Text passage =
As Gilt’s tech evangelist, I was able to inform the girls at Interop that I work for a company headed by a woman CEO. I was able to state that, of five Gilt cofounders, two were women. I discussed with other panelists some of the other perks of being a woman at Gilt:

  • my first manager—a man—supported my career development and helped me build my leadership skills; other men at Gilt, in tech and out, have done the same for me and other women

  • my current manager is a woman

  • Some of my male colleagues have suggested that we hold more women-in-tech events

  • other male colleagues routinely condemn outside-the-company displays of sexism (often with a “facepalm” emoticon, but occasionally with more forceful language)

  • we have a Gilt tech women’s group that’s open to men, and supported by men

In my two-plus years at Gilt, I’ve witnessed male colleagues praising women. I’ve heard male tech execs encourage women on their teams to take advantage of career-building opportunities. And I’ve watched most of male colleagues demonstrate one or more of the behaviors represented on this “Top 10 Ways To Be a Male Advocate for Technical Women” list. Sure, our tech team has room for improvement: For example, it would be great to achieve or surpass the 50-50 gender ratio. Stats aside, I’m grateful to arrive at the office every morning knowing that I can expect to be respected and treated as an equal.

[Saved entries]
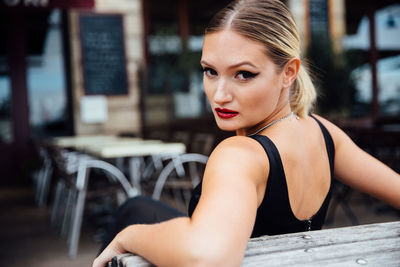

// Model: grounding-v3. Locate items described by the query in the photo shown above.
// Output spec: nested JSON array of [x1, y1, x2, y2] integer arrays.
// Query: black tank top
[[188, 117, 335, 237]]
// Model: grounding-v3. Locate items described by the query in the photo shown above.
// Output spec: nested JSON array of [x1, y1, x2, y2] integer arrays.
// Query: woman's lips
[[215, 108, 239, 119]]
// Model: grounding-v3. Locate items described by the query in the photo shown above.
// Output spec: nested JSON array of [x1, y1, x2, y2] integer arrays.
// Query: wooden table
[[108, 221, 400, 267]]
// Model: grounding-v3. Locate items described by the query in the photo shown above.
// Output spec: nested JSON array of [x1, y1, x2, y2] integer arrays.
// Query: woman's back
[[189, 117, 334, 237], [252, 115, 334, 237], [269, 117, 333, 220]]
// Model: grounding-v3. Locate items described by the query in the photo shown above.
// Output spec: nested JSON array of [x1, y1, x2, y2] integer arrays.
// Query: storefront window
[[343, 4, 400, 116], [0, 56, 13, 143]]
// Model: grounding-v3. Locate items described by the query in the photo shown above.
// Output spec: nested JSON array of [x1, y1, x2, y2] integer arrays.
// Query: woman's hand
[[92, 233, 126, 267]]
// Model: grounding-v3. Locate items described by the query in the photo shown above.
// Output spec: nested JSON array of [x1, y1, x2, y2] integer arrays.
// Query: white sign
[[81, 96, 108, 123]]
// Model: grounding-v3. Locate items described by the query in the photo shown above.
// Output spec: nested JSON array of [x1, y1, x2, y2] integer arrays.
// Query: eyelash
[[203, 67, 259, 81]]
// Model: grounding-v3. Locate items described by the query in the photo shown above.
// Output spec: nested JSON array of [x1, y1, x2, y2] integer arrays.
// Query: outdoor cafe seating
[[34, 136, 211, 258]]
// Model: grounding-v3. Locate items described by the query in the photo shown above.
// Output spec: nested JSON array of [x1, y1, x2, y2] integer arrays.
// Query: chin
[[215, 118, 238, 132]]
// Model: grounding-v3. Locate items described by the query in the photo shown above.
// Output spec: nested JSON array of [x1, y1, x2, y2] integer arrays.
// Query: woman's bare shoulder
[[312, 114, 348, 147], [207, 136, 269, 184]]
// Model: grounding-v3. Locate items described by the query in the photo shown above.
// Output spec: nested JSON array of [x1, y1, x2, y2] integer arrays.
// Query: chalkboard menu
[[79, 14, 128, 95]]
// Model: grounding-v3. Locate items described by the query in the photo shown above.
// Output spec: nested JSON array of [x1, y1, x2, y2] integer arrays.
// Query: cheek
[[203, 79, 215, 104]]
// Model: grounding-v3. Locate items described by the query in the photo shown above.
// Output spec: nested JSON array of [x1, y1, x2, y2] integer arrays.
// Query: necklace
[[247, 111, 299, 136]]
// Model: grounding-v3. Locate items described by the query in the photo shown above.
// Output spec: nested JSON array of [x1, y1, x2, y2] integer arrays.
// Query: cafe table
[[107, 221, 400, 267]]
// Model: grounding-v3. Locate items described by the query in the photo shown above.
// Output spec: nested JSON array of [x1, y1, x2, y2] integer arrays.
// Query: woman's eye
[[203, 68, 218, 77], [236, 71, 258, 81]]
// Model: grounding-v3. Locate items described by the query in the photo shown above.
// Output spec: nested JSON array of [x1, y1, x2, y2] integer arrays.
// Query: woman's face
[[201, 30, 290, 135]]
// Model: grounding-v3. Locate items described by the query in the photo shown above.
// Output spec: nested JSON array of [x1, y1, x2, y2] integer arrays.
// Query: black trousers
[[100, 196, 187, 253]]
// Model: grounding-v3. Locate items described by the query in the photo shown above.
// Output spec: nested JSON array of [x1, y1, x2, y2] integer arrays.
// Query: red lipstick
[[215, 108, 239, 119]]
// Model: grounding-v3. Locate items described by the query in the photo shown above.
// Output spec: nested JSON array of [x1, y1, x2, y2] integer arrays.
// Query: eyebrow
[[200, 60, 257, 69]]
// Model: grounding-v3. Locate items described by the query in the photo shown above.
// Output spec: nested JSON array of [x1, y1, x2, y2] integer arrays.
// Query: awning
[[0, 0, 94, 9]]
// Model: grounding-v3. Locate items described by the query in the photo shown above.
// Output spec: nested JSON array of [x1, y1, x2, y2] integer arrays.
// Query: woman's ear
[[283, 58, 300, 88]]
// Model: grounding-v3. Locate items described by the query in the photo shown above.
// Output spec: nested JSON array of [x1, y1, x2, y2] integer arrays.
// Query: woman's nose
[[214, 79, 232, 105]]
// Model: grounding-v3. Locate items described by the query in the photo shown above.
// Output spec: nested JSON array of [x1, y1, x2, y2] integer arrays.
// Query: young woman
[[93, 0, 400, 267]]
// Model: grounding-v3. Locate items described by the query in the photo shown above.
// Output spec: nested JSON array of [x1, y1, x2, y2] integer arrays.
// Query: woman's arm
[[93, 136, 269, 266], [318, 117, 400, 209]]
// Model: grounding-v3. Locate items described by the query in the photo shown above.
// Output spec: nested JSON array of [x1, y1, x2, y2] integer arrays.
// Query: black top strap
[[310, 115, 335, 175]]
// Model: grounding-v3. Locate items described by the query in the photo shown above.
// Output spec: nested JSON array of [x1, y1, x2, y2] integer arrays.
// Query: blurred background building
[[0, 0, 400, 183]]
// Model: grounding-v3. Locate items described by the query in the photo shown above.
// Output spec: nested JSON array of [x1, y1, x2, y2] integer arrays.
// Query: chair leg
[[67, 162, 89, 259], [68, 190, 86, 258], [61, 188, 75, 237], [50, 181, 63, 227]]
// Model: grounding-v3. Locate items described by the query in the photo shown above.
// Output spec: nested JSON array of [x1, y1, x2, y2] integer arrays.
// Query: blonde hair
[[205, 0, 317, 117]]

Task brief =
Reproduce the passage about women at Gilt in full, with every word unchanged.

Response =
As Gilt’s tech evangelist, I was able to inform the girls at Interop that I work for a company headed by a woman CEO. I was able to state that, of five Gilt cofounders, two were women. I discussed with other panelists some of the other perks of being a woman at Gilt:

  • my first manager—a man—supported my career development and helped me build my leadership skills; other men at Gilt, in tech and out, have done the same for me and other women

  • my current manager is a woman

  • Some of my male colleagues have suggested that we hold more women-in-tech events

  • other male colleagues routinely condemn outside-the-company displays of sexism (often with a “facepalm” emoticon, but occasionally with more forceful language)

  • we have a Gilt tech women’s group that’s open to men, and supported by men

In my two-plus years at Gilt, I’ve witnessed male colleagues praising women. I’ve heard male tech execs encourage women on their teams to take advantage of career-building opportunities. And I’ve watched most of male colleagues demonstrate one or more of the behaviors represented on this “Top 10 Ways To Be a Male Advocate for Technical Women” list. Sure, our tech team has room for improvement: For example, it would be great to achieve or surpass the 50-50 gender ratio. Stats aside, I’m grateful to arrive at the office every morning knowing that I can expect to be respected and treated as an equal.